▸ **Your instructions**:
Write the listing below out again exactly, dropping the images.

[Items from a dataset]
*****
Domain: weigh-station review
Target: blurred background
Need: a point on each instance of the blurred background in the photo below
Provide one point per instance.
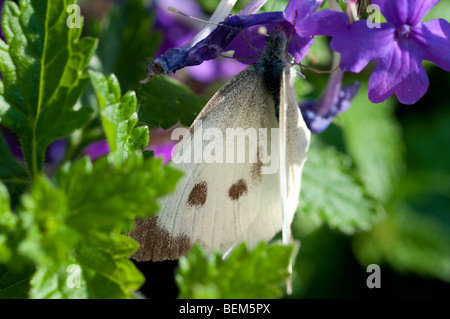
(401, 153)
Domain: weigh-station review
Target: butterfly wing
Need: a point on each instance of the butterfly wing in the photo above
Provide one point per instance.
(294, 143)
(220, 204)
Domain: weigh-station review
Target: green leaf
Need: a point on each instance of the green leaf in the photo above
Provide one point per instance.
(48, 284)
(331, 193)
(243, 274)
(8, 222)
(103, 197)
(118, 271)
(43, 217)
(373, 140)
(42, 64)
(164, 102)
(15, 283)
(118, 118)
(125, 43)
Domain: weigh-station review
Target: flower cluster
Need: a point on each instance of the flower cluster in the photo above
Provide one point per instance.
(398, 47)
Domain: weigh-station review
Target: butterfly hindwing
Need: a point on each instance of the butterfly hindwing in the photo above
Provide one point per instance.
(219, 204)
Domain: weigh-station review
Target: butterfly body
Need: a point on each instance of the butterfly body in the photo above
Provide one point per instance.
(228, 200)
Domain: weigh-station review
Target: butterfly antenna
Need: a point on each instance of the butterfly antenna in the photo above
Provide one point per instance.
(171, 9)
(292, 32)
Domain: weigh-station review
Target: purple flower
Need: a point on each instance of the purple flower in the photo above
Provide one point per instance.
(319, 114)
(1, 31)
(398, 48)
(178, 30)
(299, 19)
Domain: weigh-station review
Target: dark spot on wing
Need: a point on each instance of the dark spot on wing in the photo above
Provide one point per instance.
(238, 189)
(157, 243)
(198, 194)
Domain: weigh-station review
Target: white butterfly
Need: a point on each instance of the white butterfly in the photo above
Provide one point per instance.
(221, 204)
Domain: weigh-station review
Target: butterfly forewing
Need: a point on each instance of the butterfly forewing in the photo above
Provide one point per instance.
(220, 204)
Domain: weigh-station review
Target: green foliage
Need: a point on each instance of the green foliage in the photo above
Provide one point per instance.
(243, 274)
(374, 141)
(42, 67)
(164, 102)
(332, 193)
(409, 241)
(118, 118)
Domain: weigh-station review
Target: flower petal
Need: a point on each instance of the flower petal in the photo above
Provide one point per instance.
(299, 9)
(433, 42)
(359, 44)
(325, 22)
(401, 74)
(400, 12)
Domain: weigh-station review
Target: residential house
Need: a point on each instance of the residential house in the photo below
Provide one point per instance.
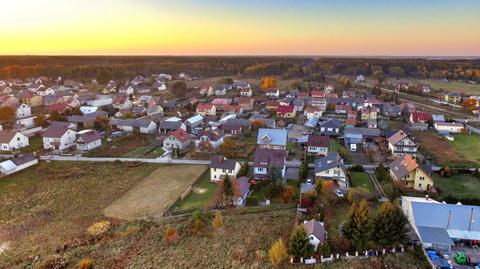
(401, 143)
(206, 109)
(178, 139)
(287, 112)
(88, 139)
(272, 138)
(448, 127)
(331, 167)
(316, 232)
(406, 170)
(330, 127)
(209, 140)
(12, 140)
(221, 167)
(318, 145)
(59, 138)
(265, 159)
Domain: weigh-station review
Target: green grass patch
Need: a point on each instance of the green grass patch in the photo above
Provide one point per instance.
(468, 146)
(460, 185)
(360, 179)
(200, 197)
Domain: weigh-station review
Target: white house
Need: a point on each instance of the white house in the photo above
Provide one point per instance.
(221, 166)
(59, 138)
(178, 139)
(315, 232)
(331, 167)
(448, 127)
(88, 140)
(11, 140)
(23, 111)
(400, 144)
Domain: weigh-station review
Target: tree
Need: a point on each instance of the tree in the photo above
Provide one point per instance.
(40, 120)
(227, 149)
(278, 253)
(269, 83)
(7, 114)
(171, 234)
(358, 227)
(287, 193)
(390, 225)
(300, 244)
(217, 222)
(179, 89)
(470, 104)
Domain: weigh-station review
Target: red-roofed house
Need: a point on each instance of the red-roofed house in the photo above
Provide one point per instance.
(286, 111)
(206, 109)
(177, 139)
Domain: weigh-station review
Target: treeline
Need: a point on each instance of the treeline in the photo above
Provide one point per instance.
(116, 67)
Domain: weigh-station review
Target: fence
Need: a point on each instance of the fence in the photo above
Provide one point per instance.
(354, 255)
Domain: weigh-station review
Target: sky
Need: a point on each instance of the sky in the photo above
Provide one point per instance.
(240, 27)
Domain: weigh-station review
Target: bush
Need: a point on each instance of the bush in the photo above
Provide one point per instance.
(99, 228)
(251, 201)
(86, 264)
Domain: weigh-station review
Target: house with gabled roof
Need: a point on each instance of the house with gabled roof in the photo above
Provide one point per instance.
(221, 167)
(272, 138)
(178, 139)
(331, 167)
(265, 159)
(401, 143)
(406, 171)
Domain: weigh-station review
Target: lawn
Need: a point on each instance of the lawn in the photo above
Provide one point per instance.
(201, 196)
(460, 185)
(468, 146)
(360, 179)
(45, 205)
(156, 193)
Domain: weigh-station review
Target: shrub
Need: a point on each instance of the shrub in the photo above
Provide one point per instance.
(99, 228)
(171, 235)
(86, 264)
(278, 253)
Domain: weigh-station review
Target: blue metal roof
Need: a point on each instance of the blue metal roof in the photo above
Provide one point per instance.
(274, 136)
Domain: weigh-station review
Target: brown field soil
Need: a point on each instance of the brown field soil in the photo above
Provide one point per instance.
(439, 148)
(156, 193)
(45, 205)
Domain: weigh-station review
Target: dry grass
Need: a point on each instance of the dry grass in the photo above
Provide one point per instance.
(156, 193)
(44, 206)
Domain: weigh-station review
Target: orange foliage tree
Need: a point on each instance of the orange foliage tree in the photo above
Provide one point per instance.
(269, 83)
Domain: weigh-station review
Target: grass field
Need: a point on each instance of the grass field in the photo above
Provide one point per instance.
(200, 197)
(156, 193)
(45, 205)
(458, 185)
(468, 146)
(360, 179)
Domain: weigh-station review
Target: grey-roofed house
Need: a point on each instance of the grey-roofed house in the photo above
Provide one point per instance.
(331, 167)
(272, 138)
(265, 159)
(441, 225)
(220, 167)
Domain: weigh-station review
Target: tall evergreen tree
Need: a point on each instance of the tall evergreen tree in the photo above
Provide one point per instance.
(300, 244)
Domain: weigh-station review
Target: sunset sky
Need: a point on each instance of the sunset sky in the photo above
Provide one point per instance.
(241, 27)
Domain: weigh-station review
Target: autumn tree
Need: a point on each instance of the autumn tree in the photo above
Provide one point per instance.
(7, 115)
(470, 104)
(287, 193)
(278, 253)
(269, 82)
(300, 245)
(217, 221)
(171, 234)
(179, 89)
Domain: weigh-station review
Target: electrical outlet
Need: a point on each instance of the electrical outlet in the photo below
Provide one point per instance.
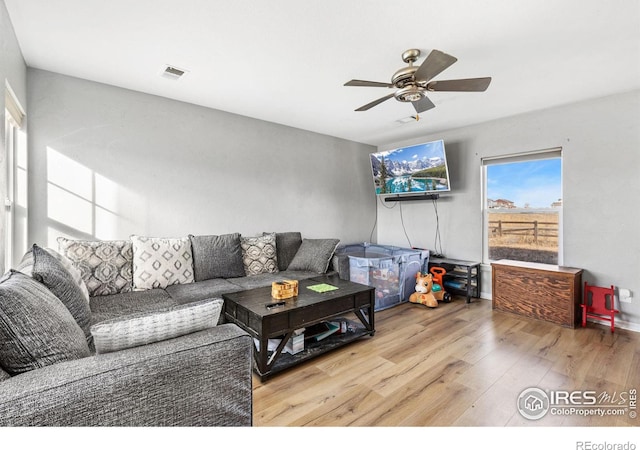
*****
▸ **Result of this task**:
Domain: weigh-station review
Target: blurred background
Need: a point on each instance of the blurred background in the photo below
Provide one point per instance.
(401, 153)
Domain: weigh-station review
Target: butterfly wing
Need: a point on each instance of the butterfly wing in the photo above
Provide one point per instance.
(294, 143)
(220, 204)
Domain: weigh-station review
Target: green leaf
Need: a point on each instance of the green leaf in the photo above
Provide one point per instance.
(48, 284)
(331, 193)
(243, 274)
(8, 222)
(103, 197)
(118, 271)
(43, 217)
(373, 140)
(42, 64)
(164, 102)
(15, 283)
(118, 118)
(125, 43)
Domain: weigh-station review
Target: flower cluster
Need: a point on each instance of the flower cluster in the photo above
Provide one point per instance.
(398, 47)
Domain: weigh-station review
Target: butterfly hindwing
Need: a point on each instance of the butterfly hindwing in the photo above
Provide one point per instance.
(219, 204)
Domain: weigh-station review
Target: butterfly body
Need: a point on each instance of the butterfly body in the photo above
Provide one point per instance.
(228, 200)
Domain: weigh-station review
Target: butterfly antenna
Need: a point on each instance of the butterfly antenna in the photo above
Provide one point per instance.
(171, 9)
(292, 32)
Domain: weigh-station review
Target: purple flower
Need: a point on each instance of the purple flower in the photo above
Provide one point per instance.
(319, 114)
(1, 31)
(398, 48)
(178, 30)
(299, 19)
Domain: weigh-station review
Target: dark spot on wing
Need: a point on each instance of the dark spot on wing in the photo above
Provide one point per instance.
(238, 189)
(157, 243)
(198, 194)
Domain: weigh-station review
Target: white butterfly
Need: a point on each instance of the white butterfly in the photo above
Provide one point per instance.
(221, 204)
Domain: weigh-station review
Target: butterfly forewing
Need: a point on each instance of the butterfly forewing in the photo above
Provide one point per instance.
(220, 204)
Domain: weigh-station review
Target: green foliage
Need: a point on each instance of the green foliage in the photo above
Provide one point per instance.
(243, 274)
(374, 141)
(42, 67)
(164, 102)
(332, 193)
(409, 241)
(118, 118)
Domain: weigh-station review
Target: flower petal
Need: a point on each instance of the flower petal in the photo above
Provide one point per instance.
(299, 9)
(433, 42)
(359, 44)
(325, 22)
(401, 74)
(400, 12)
Domain: weigh-station review
Target: residential house
Need: a point on each instance of the residential house in the photo below
Provide one point per instance.
(401, 143)
(206, 109)
(178, 139)
(287, 112)
(88, 139)
(272, 138)
(448, 127)
(331, 167)
(316, 232)
(406, 170)
(330, 127)
(209, 140)
(12, 140)
(221, 167)
(318, 145)
(59, 138)
(265, 159)
Domain: weigh-station review
Target: green grass patch
Need: a point on each instance of the green grass patch in the photo above
Provide one point per instance.
(468, 146)
(460, 185)
(360, 179)
(200, 197)
Domain: weigh-station review
Target: white house
Need: a point on each instance of the white house in the photo above
Provide one point per instance.
(221, 166)
(59, 138)
(178, 139)
(315, 232)
(331, 167)
(448, 127)
(88, 140)
(11, 140)
(23, 111)
(400, 144)
Domain: weigh-station review
Target: tree
Need: a point on each instance of the tree in the photo above
Provide one point per instance.
(40, 120)
(227, 149)
(278, 253)
(269, 83)
(7, 114)
(171, 234)
(358, 227)
(287, 193)
(390, 225)
(300, 244)
(217, 222)
(179, 89)
(470, 104)
Domain: weigh-station review
Target: red-roofed house
Need: a point on each instance of the red-roofed house in the photo above
Provide one point per instance.
(286, 111)
(206, 109)
(177, 139)
Domain: weigh-station review
Target: treeline
Need: a point on each instance of the treeline in the photo above
Provide one point per instance.
(116, 67)
Domain: weigh-station review
Target: fence
Need: a point on each instance of the fence in the photo above
Provide one point per instance.
(354, 255)
Domain: weigh-station review
Target: sky
Need: a point on each instance of the sky in the photo above
Provide one point per instance.
(240, 27)
Domain: weigh-station review
Target: bush
Need: a point on each instance of the bush in the photo above
Provide one point per instance.
(99, 228)
(251, 201)
(86, 264)
Domain: weigh-station review
Target: house with gabled roof
Need: a point on each instance of the house with gabled roof in the photo above
Provide one point per instance.
(221, 167)
(272, 138)
(178, 139)
(331, 167)
(265, 159)
(401, 143)
(406, 171)
Domain: weigh-station review
Target: lawn
Need: a point on each instance of the lawn in the photo above
Provide one point per instance.
(201, 196)
(460, 185)
(468, 146)
(360, 179)
(45, 205)
(156, 193)
Domain: weigh-station review
Target: shrub
Need: a point on each instance of the shrub in the photo above
Provide one point per instance.
(99, 228)
(171, 235)
(86, 264)
(278, 253)
Domain: weigh-station review
Target: blue metal roof
Need: a point on each instance of the blue metal roof in the photo above
Provide one point per instance.
(274, 136)
Domain: weigh-station review
Target: brown field soil
Need: a point on each instance of the brown field soil in the photo above
Provide one point per instance.
(439, 148)
(156, 193)
(45, 205)
Domain: weigh-station review
Target: dry grass
Need: a point on each instance of the dry grass in the photo above
Provide one point per instance.
(156, 193)
(44, 206)
Domain: weigh-station review
Target: orange foliage tree
Need: a point on each instance of the orange foliage tree in the photo above
Provide one point per instance.
(269, 83)
Domain: weigh-station review
Target: grass field
Need: a point on each instance of the grass field in the photo above
Provide one point per instance.
(200, 197)
(156, 193)
(45, 205)
(458, 185)
(468, 146)
(360, 179)
Domain: weigh-station review
Target: grey-roofed house
Need: a point on each instance of the grey-roofed house in the photo above
Provide one point per instance.
(331, 167)
(272, 138)
(265, 159)
(441, 225)
(220, 167)
Domain: weigh-station review
Target: tall evergreen tree
Need: a point on each instance of the tall evergreen tree in the photo above
Provide one point per instance.
(300, 244)
Domain: weigh-station review
Target: sunset sky
Need: a point on each instance of the sunset sky in the photo above
Provide one point per instance.
(241, 27)
Domain: weigh-station review
Target: autumn tree
Need: a point on each instance of the autumn tree in the photo above
Provide one point per instance.
(7, 115)
(470, 104)
(287, 193)
(278, 253)
(269, 82)
(300, 245)
(217, 221)
(171, 234)
(179, 89)
Domain: weigh-station review
Target: electrical outlet
Need: a point on each instance of the electrical outlet in the photo below
Provide one point per instance.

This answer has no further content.